**Task to complete**. Would you repeat each line below precisely as it stands?

(Point localization data)
-- Opening Marker --

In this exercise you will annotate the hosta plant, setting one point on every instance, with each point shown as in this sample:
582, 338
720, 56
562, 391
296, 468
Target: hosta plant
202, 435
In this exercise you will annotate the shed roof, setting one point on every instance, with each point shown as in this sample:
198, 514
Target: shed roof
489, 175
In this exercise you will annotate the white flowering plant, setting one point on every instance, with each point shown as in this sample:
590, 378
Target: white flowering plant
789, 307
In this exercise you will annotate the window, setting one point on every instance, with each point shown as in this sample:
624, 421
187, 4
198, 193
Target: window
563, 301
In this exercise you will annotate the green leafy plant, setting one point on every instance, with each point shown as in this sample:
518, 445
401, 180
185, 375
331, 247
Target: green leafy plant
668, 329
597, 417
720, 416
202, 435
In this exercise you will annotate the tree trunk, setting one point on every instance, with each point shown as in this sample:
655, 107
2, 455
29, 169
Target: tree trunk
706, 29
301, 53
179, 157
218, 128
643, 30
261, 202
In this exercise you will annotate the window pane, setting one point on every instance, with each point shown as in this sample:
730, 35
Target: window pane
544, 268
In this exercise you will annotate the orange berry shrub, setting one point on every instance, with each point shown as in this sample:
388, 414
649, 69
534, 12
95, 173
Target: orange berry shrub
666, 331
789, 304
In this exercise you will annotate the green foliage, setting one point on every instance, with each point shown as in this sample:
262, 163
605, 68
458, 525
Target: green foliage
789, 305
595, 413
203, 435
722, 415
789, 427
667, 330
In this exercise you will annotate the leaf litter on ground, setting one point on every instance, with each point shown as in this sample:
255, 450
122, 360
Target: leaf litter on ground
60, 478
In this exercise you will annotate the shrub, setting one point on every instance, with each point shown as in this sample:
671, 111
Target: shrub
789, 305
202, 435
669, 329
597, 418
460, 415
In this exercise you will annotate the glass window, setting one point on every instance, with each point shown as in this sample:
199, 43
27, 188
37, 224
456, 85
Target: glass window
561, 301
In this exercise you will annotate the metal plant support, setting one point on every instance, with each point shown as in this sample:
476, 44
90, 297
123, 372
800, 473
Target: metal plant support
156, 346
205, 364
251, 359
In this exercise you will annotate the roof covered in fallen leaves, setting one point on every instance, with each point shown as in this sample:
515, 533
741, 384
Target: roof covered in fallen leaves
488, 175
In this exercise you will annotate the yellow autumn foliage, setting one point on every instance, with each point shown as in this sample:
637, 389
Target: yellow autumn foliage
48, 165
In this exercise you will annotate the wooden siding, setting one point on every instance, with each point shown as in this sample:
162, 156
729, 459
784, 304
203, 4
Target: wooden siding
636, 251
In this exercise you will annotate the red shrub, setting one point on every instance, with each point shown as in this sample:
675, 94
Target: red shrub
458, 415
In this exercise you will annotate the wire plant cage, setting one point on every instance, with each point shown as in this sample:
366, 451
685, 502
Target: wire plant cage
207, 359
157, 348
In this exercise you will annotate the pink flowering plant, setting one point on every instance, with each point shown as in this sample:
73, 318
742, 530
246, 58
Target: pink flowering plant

-- Closing Marker --

**Result for this task**.
In this exercise you will annotate the hosta plant, setting one point on every instance, with each point shown as in this sample:
582, 338
720, 56
562, 391
296, 468
Target: hosta plant
202, 435
In this exercise you will annotate the shed roof, setting one point on every instance, with each point shown as in this sample:
198, 514
Target: shed roof
489, 175
In this exercise you will annotate the white flowering plant, setting one point on every instance, with each point shown as in this sample:
590, 378
Target: white flowering plant
789, 307
In this exercise you will annotate the window, setting one point on every instance, with each point shown as in this sample:
624, 421
187, 4
198, 193
Target: window
563, 301
In this exercise you will annotate the green leafy plant, setting one point on every instance, with each point shown as in this sample:
518, 445
401, 180
185, 375
331, 247
Target: green leafy plant
668, 329
597, 417
720, 416
202, 435
In this exercise you will annotate the tree trunk, setting one point on every instance, with each point shown as in this sample:
655, 107
2, 455
29, 169
Target: tree trunk
706, 29
301, 53
179, 157
218, 128
643, 30
261, 202
In this exercise you will annotate the window pane, setting one point on every instance, with each point shown as in this sample:
730, 35
Target: window pane
544, 268
In this exercise you will annotate the orange berry shrub, setting one point on every instance, with each point shown as in this sample:
388, 414
649, 69
534, 12
95, 173
Target: orange berry shrub
666, 331
789, 304
In this exercise you will annotate the green foliage, setting one point on every instance, with each point shown as in this sample:
262, 163
605, 68
458, 525
Target: green foliage
789, 305
595, 413
203, 435
722, 415
789, 427
667, 330
In this exercise you will annotate the leaf litter on ground, setting one point on every instance, with each point shown as in this sample:
255, 450
122, 360
Target: leaf litter on ground
60, 478
In this exercise you will annotate the shrub, setting one point on every instance, with each point shown as in this sample:
671, 111
Target: shrub
789, 305
202, 435
669, 329
597, 418
460, 415
In this exercise you will annotate the glass window, setting one point on every instance, with each point shown as in this sample:
199, 43
27, 188
37, 224
456, 85
Target: glass window
561, 301
In this exercise you will annotate the metal plant support, setting one point on every instance, with each point shown as in this sample:
476, 44
90, 297
123, 372
800, 473
Target: metal plant support
156, 346
205, 364
251, 359
In this exercise you will annotate the roof covered in fallen leaves, setting one point on every instance, with each point shown as in this sample:
515, 533
741, 384
Target: roof covered in fallen leaves
488, 175
In this exercise you will annotate the yellow autumn foliage, setting one point on every instance, with each point shown as in this sample:
637, 389
Target: yellow autumn foliage
48, 165
In this exercise you will annotate the wooden siding, setting one point on every instance, with each point shown as in this sample:
162, 156
729, 459
784, 304
203, 4
Target: wooden siding
636, 251
In this exercise you will annotate the red shrub, setting one point on every instance, with each point shown as in this sample:
675, 94
Target: red shrub
458, 415
In this exercise you will annotate the wire plant cage, setting one point on every instance, with each point shown as in this sample:
366, 451
685, 502
Target: wire plant cage
207, 359
157, 348
In this exercise you will annotate the pink flowering plant, setting one point on every instance, with each point shown as in this sample:
73, 318
742, 530
246, 58
Target: pink flowering plant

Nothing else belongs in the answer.